#### [PAGE EXTRACT]
The center encompasses a large esplanade that accommodates up to 6,000 people. The esplanade is a venue for performances, festivals, and expos. There is also a large bookshop that also sells handicrafts and design items.

The permanent exhibition, Museo de las Californias, ("Museum of The Californias"), which houses over 200 pieces and demonstrates the history of the Baja Peninsula and the current U.S. state of California from the prehistoric period until the first half of the 20th century.

Outside there is the pre-Hispanic style garden called Jardin Caracol ("Snail Garden"), that contains sculptures from the different regions of the mesoamerican cultures that inhabited south Mexico before the arrival of the Spanish Army.

There is a small café in the garden.

A theatre has a room for around a thousand visitors and it is mostly used for private concerts and plays. There are also lecture rooms, video room, café, and a bookshop. There are several spaces for temporary small exhibits.

In September 2008, on the eve of its 26th anniversary, CECUT opened El Cubo ("The Cube"), so named because of the contrast between the nickname of the OMNIMAX cinema "The Ball". Since then it has been the home for exhibitions from other countries such as those of Buda Guanyin, Gabriel Figueroa, Alice Rahon, Venus en Tijuana, Proyecto Civico, and Animated Painting among others.

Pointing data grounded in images
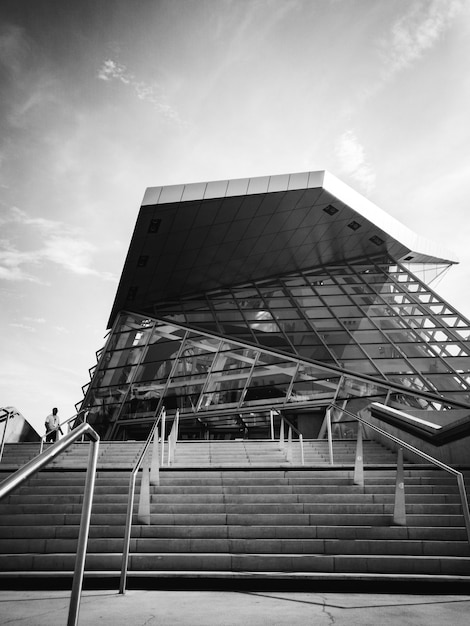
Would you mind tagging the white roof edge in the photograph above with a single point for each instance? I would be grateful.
(371, 212)
(426, 250)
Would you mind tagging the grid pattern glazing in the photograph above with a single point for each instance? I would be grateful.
(342, 332)
(374, 318)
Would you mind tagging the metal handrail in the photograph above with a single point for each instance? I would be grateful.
(32, 467)
(130, 503)
(426, 457)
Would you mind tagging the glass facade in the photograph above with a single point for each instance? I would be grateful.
(350, 333)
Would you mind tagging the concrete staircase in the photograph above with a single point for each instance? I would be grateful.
(223, 512)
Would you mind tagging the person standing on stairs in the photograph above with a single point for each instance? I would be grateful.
(53, 426)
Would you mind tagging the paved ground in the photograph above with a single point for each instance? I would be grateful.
(238, 608)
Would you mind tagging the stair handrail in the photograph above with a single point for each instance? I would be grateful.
(36, 464)
(426, 457)
(130, 498)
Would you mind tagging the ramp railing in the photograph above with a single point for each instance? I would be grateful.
(36, 464)
(399, 514)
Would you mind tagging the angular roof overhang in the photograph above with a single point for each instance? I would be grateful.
(203, 236)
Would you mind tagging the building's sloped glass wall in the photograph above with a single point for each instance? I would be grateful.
(148, 363)
(374, 318)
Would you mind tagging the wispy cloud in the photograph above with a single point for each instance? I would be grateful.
(148, 92)
(30, 329)
(352, 161)
(62, 245)
(416, 32)
(14, 47)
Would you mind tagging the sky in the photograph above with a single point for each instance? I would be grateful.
(99, 100)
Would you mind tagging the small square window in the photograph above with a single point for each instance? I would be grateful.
(154, 225)
(354, 225)
(131, 294)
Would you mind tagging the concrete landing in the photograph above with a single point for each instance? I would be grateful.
(238, 608)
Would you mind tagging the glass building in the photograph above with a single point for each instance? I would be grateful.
(244, 299)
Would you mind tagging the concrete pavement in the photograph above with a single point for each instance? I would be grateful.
(237, 608)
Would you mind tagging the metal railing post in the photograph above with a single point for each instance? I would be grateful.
(281, 434)
(399, 510)
(162, 435)
(359, 461)
(4, 435)
(77, 581)
(155, 463)
(330, 440)
(143, 512)
(130, 498)
(289, 445)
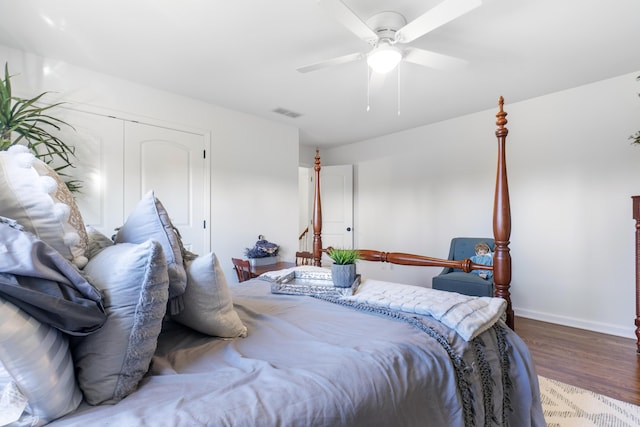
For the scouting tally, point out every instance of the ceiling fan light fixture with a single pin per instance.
(384, 58)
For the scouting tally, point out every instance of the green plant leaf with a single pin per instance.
(31, 124)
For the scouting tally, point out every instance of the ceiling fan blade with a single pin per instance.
(331, 62)
(433, 60)
(349, 19)
(435, 17)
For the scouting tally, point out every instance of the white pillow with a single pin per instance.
(134, 281)
(36, 358)
(208, 307)
(34, 195)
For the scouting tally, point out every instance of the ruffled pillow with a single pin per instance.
(150, 220)
(36, 363)
(133, 278)
(208, 307)
(34, 195)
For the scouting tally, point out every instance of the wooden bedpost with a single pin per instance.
(636, 215)
(502, 220)
(317, 215)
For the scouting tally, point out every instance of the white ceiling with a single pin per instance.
(243, 55)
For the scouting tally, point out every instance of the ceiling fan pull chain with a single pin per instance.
(368, 88)
(398, 94)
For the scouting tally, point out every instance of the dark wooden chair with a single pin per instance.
(242, 268)
(304, 258)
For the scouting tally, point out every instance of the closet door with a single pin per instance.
(172, 164)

#### [WHAT YOU NEED TO DO]
A - Answer these questions about the CECUT text:
(i) How many people can the esplanade hold?
(ii) What is the pre-Hispanic style garden called?
(iii) In what month and year did CECUT open El Cubo?
B - Carry on the CECUT text past its final sentence.
These rows come from a separate source.

#### [ANSWERS BY ITEM NUMBER]
A -
(i) Up to 6,000 people.
(ii) Jardin Caracol ("Snail Garden").
(iii) September 2008.

B -
The Cubo Bistro restaurant offers French cuisine organized by celebrity chef Javier Plascencia, considered the greatest contributor to the development of Baja Med cuisine.

==History and impact==
The center opened in 1982 with the mission to promote cultural tourism from the US. The building was constructed by the architects Pedro Ramírez Vázquez and Manuel Rosen Morrison. The CECUT first opened as part of the National Fund for Social Activities then in 1983 it was part of the Ministry of Tourism. Later that year CECUT was joined into the Ministry of Public Education. Finally, in 1986 the CECUT gained its own independence, and was able to plan its own budget. In 1988 they changed their actions guiding themselves towards a comprehensive national cultural policy.

CECUT is a 2.1 km walk from the east port of entry from San Ysidro to Mexico.